Write out all entries word for word.

§ **Provided material**
------
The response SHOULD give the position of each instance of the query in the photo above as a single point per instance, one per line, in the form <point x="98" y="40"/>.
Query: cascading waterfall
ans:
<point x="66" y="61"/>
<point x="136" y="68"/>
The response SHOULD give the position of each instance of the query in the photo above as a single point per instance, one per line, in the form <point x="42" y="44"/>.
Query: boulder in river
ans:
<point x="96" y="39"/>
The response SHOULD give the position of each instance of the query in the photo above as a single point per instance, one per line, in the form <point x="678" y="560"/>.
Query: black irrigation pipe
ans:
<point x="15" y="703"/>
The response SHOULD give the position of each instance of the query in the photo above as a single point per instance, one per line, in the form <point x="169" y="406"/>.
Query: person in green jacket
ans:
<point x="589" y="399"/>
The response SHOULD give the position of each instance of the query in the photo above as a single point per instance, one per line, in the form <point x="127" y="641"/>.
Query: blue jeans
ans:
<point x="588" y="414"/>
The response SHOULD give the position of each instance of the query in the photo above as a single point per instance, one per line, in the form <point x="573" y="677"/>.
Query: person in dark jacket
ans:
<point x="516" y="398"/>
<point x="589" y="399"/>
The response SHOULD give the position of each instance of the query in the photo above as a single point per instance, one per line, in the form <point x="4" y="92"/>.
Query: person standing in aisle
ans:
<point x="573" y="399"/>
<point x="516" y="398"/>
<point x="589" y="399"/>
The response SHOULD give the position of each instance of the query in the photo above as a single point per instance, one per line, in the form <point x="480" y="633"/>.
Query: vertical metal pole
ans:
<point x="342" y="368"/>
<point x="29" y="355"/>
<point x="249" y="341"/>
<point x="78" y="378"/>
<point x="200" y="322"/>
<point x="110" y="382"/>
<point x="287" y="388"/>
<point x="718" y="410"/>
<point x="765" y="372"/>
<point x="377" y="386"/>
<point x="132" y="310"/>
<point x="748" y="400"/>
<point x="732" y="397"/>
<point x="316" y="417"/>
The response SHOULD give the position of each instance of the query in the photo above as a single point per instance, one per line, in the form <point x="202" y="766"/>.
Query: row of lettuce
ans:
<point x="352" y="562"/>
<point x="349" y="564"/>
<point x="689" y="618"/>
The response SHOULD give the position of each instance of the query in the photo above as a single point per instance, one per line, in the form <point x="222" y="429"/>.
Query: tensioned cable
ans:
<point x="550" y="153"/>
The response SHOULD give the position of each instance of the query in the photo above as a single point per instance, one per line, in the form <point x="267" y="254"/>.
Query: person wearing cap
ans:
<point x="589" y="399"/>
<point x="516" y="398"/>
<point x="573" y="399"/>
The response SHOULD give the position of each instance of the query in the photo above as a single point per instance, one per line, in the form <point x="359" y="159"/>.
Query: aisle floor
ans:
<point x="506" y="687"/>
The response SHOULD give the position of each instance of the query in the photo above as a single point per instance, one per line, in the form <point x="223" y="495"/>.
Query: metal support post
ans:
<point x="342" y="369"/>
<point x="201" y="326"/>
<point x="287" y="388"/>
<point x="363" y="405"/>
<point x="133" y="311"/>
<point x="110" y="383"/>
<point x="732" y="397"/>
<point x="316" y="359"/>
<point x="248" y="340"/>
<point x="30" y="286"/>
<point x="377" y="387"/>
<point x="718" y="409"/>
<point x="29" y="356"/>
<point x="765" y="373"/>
------
§ **Full output**
The response SHOULD give the position of each instance of the query in the photo above as a single point per instance, one per line, in the form <point x="98" y="40"/>.
Query: cascading waterfall
ans:
<point x="66" y="61"/>
<point x="136" y="68"/>
The response SHOULD give the position of each instance of the query in the photo above as a single point per instance, one per line, in the form <point x="42" y="44"/>.
Query: boulder in river
ans:
<point x="96" y="39"/>
The response SHOULD give the position of each instance of the query in the photo above as a single point per instance, one per line, in the form <point x="678" y="560"/>.
Query: black irrigation pipe
ans:
<point x="15" y="703"/>
The response SHOULD give the position of each instance of the query in the photo above as a single point per instance, one per line, in the form <point x="169" y="406"/>.
Query: person in green jacket
ans:
<point x="589" y="399"/>
The response SHOULD give the position of each instance of the query in the photo above as a single point per instance, one per line, in the form <point x="127" y="641"/>.
Query: blue jeans
ans:
<point x="588" y="414"/>
The response SHOULD give the position of each instance of the query in the photo above as a single point per instance, one per line, in the form <point x="573" y="677"/>.
Query: person in dark jacket
ans:
<point x="516" y="398"/>
<point x="589" y="399"/>
The response SHOULD give the position of each instance of the query in the photo above as a single point per instance, one per line, in the form <point x="4" y="92"/>.
Query: person standing in aisle
ans:
<point x="573" y="399"/>
<point x="516" y="398"/>
<point x="589" y="399"/>
The response SHOULD give the position of each instance of the query in the photo above as a single point per instance, one per line, in the form <point x="480" y="633"/>.
Query: vertical metal pole
ans:
<point x="342" y="368"/>
<point x="29" y="355"/>
<point x="249" y="341"/>
<point x="78" y="378"/>
<point x="200" y="322"/>
<point x="110" y="382"/>
<point x="287" y="388"/>
<point x="718" y="410"/>
<point x="765" y="372"/>
<point x="377" y="386"/>
<point x="132" y="310"/>
<point x="748" y="400"/>
<point x="732" y="397"/>
<point x="316" y="417"/>
The response SHOULD give the position of each instance of the query in the photo above as a single point per instance, one per line, in the form <point x="202" y="766"/>.
Query: row of lettuce
ans:
<point x="352" y="562"/>
<point x="349" y="564"/>
<point x="689" y="618"/>
The response SHOULD give the position of each instance of the query in the photo above as a single point per instance, one per line, in the form <point x="222" y="429"/>.
Query: tensioned cable
ans:
<point x="550" y="153"/>
The response SHOULD give the position of each instance of the query in the photo above as a single point per instance, one per line, in the form <point x="267" y="254"/>.
Query: person wearing cap
ans:
<point x="589" y="399"/>
<point x="516" y="398"/>
<point x="573" y="399"/>
The response SHOULD give the position of each instance of the query in the photo above as a single point per instance, one per line, in the form <point x="359" y="159"/>.
Query: aisle floor
ans:
<point x="506" y="687"/>
The response SHOULD give the position of each instance of the query in the photo above as a single point per instance, one per line, in the form <point x="223" y="495"/>.
Query: metal support post
ans:
<point x="342" y="369"/>
<point x="201" y="326"/>
<point x="287" y="388"/>
<point x="363" y="405"/>
<point x="133" y="311"/>
<point x="110" y="383"/>
<point x="732" y="397"/>
<point x="316" y="359"/>
<point x="248" y="340"/>
<point x="30" y="286"/>
<point x="377" y="387"/>
<point x="718" y="409"/>
<point x="29" y="356"/>
<point x="765" y="373"/>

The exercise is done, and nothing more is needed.